━━ EXTRACT PROVIDED

Identification of viruses and bacteria could be sped up through computational methods
A new multinational study has shown how the process of distinguishing viruses and bacteria could be accelerated through the use of computational methods.
The researchers, led by the University of Edinburgh, with colleagues from Cambridge, London, Slovenia and China, used a combination of theoretical and experimental methods to develop a strategy to detect the DNA of infectious diseases. The results are reported in the Proceedings of the National Academy of Sciences.
The current coronavirus pandemic highlights the need for fast and accurate detection of infectious diseases. Importantly, viral infections like coronavirus and bacterial infections like those associated with antimicrobial resistance (AMR) need to be distinguished. This is usually done by using a complementary sequence that binds selectively to the genome of interest. Normally, this is done by targeting a single, long DNA sequence that is unique to the pathogen.
However, the researchers believe that much higher selectivities can be achieved by simultaneously targeting many shorter sequences that occur with a higher frequency in the pathogen of interest than in the DNA of other organisms that may be present in the patient samples.
"This approach exploits a phenomenon called 'multivalency,' and the extensive numerical calculations, based on real bacterial and viral DNA sequences show that this approach should significantly outperform current approaches," said co-author Professor Erika Eiser from Cambridge's Cavendish Laboratory. "Even though the individual shorter sequences bind more weakly to the target DNA than a single, longer sequences, the strength of the multivalent binding increases much faster than linearly with the number of short sequences."
In other words, instead of designing molecular probes that bind strongly to one place on the target DNA, researchers should, counterintuitively, design probes that bind weakly all over the target DNA. Making such relatively short probe sequences is, at present, a standard procedure and the sequences can be ordered online.
The experimental part of the project started with experiments in Cambridge, showing that the method can work in principle on a mixture of viral DNA and colloids coated with short complementary strands. Then the simulations took over to predict what combination of probe sequences would give the highest selectivity.
This part of the project has so far only been tested in computer models. The next step is to carry out experiments on real mixtures of viral and bacterial DNA.
"Experiments are needed to test how well this works in practice—but it is exciting work, given the urgent need for fast, reliable disease detection methods, especially those that can be applied in countries with a weak health infrastructure," said Professor Rosalind Allen from the University of Edinburgh, who led the research.
This work was performed before the COVID-19 pandemic. However, the current emergency illustrates the need for robust and highly selective methods to quickly identify specific viruses—particularly in 'low-tech' environments.

━━━━

* TASK TO COMPLETE
Answer these questions using the article on identifying viruses and bacteria:
1. Which university led the research?
2. In which publication are the results reported?
3. According to the article, what is the next step in the project?
The material placed after this point comes from a different source than the article.

━━ DATASET EXCERPTS

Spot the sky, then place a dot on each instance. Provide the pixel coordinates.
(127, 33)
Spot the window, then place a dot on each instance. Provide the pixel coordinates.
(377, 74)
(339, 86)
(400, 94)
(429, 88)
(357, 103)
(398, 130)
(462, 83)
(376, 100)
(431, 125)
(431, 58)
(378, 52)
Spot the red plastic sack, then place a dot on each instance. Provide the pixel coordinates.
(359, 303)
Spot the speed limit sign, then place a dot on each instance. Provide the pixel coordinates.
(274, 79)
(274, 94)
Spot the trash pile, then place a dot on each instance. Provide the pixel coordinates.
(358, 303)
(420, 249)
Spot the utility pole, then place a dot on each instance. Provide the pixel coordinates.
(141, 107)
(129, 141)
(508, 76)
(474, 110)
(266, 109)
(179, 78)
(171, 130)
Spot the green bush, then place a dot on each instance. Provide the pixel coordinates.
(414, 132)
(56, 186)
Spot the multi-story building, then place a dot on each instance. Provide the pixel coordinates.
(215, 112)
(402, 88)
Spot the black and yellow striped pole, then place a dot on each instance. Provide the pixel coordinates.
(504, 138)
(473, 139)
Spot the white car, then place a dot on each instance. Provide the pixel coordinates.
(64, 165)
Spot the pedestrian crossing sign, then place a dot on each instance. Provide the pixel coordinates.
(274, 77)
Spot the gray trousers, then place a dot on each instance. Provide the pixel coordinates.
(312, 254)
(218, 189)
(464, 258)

━━━━
━━ DATASET EXCERPTS

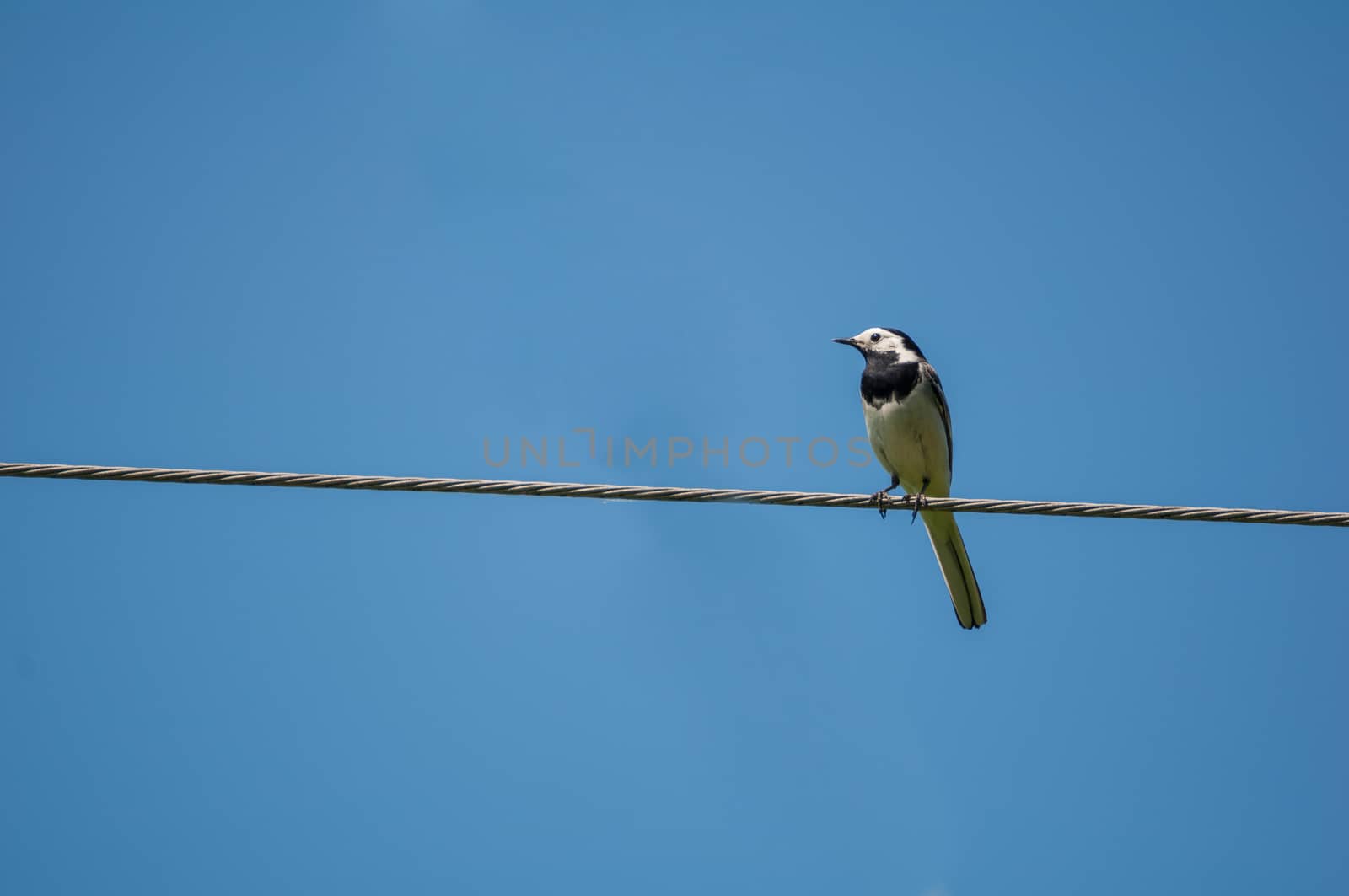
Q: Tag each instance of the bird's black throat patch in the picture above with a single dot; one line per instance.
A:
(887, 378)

━━━━

* YOUR SOLUTION
1. The University of Edinburgh.
2. The Proceedings of the National Academy of Sciences.
3. Carrying out experiments on real mixtures of viral and bacterial DNA.